▸ Exercise description:
Return the line containing "Guideline: put one point on each instance of the window" and all lines after it exactly; stop at the end of the material.

------------------------------------------------------------

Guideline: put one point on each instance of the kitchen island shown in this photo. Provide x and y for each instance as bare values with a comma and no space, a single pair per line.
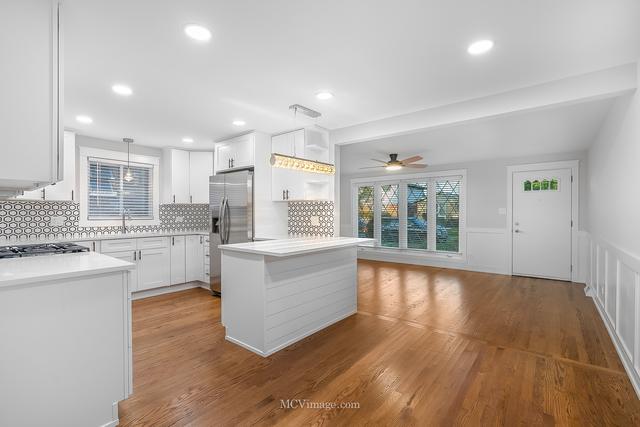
277,292
65,334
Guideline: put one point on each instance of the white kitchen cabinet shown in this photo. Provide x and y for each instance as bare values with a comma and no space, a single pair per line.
93,245
200,169
178,179
154,268
132,257
32,88
150,254
186,176
235,153
194,258
178,260
65,189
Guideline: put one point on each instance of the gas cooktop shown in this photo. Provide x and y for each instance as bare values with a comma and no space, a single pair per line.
19,251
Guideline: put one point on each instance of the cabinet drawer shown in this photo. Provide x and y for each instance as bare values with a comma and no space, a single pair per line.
153,242
119,245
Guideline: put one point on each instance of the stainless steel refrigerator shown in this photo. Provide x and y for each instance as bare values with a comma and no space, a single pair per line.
231,210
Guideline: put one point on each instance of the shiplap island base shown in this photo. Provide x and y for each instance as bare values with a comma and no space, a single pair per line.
277,292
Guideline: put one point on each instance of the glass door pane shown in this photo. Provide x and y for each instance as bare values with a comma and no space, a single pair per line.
417,215
365,212
447,215
390,224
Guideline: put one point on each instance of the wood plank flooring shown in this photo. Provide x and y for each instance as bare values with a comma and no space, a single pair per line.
428,346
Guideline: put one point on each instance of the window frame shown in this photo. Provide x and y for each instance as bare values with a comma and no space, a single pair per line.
116,157
403,179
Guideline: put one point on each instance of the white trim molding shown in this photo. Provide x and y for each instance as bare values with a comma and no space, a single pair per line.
574,165
613,281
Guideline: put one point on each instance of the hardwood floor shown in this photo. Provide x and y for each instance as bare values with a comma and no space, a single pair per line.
428,346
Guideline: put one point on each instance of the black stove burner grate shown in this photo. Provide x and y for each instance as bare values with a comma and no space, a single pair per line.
20,251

------------------------------------------------------------

▸ Reply to the task:
Guideline: put one point on each instance of the window frame shown in this photo. Provide x and y for each instance as bare values with a comma and no space, a single pair per line.
116,157
403,179
Guideline: put one point on each instance of the white trim molding shown in this photo. Provide x and y for each instance as bare values with a comma and no space, a single pair per line.
574,165
613,281
Guideline: put one point on each instance of the hardwood floor shown in this photo. Provide x and y for each instance as bare values with a comma and no space, a single pair per line.
428,346
Guideline: put one point on each instance of the black stove burner grate shown in this photo. Provide x and y for each instance as bare values with a comma and no space, a single pair per line.
20,251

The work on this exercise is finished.